[Items from a dataset]
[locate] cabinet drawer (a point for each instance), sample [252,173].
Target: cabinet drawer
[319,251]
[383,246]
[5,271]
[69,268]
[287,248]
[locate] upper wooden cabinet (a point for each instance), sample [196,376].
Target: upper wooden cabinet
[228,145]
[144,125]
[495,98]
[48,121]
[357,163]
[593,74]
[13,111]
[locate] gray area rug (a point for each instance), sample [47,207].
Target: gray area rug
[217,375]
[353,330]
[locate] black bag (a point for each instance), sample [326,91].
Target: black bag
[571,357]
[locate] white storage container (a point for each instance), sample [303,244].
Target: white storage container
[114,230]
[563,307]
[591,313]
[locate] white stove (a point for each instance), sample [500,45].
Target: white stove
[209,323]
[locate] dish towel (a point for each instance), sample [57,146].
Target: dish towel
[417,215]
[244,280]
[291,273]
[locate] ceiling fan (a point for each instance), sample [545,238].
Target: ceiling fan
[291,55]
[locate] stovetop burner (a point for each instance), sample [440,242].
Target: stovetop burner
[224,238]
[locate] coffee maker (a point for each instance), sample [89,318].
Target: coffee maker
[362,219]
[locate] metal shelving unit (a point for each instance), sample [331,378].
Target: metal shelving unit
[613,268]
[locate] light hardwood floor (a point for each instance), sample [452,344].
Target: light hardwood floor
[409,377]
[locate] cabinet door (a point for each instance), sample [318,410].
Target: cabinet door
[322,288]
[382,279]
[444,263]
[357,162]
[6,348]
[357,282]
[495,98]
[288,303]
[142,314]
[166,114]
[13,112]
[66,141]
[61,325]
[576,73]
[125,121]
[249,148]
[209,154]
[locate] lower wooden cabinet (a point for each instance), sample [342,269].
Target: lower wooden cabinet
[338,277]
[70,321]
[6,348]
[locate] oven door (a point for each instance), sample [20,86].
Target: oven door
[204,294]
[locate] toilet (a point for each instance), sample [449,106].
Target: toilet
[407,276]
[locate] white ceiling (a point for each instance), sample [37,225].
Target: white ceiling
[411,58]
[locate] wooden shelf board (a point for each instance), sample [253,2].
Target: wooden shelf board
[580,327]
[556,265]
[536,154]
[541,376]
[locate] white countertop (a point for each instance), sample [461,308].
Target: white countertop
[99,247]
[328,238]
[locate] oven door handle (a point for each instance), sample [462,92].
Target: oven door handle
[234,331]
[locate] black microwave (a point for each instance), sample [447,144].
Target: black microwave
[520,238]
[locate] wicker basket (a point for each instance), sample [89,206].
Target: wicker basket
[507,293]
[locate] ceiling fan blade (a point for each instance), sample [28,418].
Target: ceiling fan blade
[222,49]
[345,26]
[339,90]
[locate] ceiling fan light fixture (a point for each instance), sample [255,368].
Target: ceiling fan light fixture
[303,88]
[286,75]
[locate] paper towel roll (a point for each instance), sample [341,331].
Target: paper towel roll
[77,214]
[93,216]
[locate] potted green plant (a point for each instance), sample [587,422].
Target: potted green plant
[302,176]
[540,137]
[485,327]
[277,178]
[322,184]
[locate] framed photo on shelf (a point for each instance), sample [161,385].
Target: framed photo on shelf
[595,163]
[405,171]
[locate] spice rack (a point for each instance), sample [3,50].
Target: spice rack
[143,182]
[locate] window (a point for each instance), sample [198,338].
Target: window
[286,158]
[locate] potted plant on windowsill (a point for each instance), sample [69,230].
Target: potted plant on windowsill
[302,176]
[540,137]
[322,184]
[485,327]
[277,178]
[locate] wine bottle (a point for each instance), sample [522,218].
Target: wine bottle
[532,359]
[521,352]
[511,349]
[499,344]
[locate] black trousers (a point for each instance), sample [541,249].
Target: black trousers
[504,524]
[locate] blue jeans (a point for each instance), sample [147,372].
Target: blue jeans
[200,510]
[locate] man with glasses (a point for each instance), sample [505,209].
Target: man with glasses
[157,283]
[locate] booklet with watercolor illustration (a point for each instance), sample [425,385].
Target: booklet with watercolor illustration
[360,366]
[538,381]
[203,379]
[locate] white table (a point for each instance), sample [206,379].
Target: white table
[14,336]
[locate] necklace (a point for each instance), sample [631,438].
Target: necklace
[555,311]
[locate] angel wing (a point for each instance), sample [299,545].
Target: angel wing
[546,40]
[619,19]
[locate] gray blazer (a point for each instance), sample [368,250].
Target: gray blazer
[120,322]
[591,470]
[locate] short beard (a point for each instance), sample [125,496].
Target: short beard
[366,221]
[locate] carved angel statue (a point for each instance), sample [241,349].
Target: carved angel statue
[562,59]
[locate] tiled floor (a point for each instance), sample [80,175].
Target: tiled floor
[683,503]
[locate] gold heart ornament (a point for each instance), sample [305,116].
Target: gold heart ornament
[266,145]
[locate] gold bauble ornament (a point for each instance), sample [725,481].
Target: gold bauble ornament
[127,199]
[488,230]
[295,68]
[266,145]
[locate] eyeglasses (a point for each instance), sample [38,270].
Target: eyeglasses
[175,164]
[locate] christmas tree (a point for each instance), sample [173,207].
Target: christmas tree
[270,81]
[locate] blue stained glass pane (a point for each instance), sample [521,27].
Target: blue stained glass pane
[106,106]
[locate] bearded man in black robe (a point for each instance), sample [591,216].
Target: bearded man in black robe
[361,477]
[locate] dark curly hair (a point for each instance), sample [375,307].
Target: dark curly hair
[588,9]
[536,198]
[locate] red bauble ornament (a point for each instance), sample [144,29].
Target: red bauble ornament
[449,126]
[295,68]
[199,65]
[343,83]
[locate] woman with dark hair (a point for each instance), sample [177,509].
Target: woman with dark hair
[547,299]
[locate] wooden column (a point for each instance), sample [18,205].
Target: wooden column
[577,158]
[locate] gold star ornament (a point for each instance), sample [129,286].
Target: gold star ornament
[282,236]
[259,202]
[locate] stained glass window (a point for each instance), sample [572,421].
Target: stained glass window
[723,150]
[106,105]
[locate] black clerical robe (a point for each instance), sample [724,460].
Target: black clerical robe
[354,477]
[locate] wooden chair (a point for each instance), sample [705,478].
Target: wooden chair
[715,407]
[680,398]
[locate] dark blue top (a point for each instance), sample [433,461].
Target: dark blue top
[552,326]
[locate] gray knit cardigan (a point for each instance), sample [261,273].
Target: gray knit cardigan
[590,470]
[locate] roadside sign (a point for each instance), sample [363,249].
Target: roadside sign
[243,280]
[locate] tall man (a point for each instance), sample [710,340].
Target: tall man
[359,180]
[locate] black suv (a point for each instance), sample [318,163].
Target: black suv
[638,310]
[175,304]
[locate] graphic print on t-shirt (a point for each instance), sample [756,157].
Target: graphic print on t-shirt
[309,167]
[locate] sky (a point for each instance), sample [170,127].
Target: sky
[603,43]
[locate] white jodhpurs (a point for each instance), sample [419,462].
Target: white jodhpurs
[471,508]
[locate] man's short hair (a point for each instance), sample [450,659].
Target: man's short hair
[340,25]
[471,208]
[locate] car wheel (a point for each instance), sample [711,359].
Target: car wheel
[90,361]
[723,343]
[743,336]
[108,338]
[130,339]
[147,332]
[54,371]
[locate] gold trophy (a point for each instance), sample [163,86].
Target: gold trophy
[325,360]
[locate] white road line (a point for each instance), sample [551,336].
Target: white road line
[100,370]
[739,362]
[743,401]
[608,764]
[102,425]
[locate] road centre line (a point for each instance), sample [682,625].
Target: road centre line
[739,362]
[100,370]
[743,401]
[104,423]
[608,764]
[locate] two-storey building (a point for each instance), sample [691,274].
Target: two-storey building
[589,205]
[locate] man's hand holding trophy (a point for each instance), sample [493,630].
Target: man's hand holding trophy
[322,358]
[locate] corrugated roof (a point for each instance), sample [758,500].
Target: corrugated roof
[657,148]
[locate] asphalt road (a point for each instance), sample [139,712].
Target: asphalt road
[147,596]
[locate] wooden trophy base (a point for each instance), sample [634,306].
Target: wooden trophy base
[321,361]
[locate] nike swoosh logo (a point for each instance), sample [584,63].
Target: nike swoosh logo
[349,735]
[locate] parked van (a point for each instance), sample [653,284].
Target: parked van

Task brief :: Repeat the lines from the one containing "[locate] two-storey building" through the end of the items, copying each line without any change.

Response to this task ::
[locate] two-storey building (a point for each instance), sample [691,274].
Target: two-storey building
[589,205]
[locate] man's hand holding trophy (a point for each instance), sample [493,630].
Target: man's hand holding trophy
[322,358]
[locate] corrugated roof (a point for each instance), sample [758,500].
Target: corrugated roof
[657,148]
[locate] asphalt road (a point for each instance), sample [139,712].
Target: asphalt road
[147,596]
[locate] wooden trophy base (a point for each instance), sample [634,306].
Target: wooden trophy base
[321,361]
[locate] nike swoosh logo (a point for each instance), sample [584,63].
Target: nike swoosh logo
[349,735]
[locate] parked van (a point for each instance), sample [653,284].
Target: parked van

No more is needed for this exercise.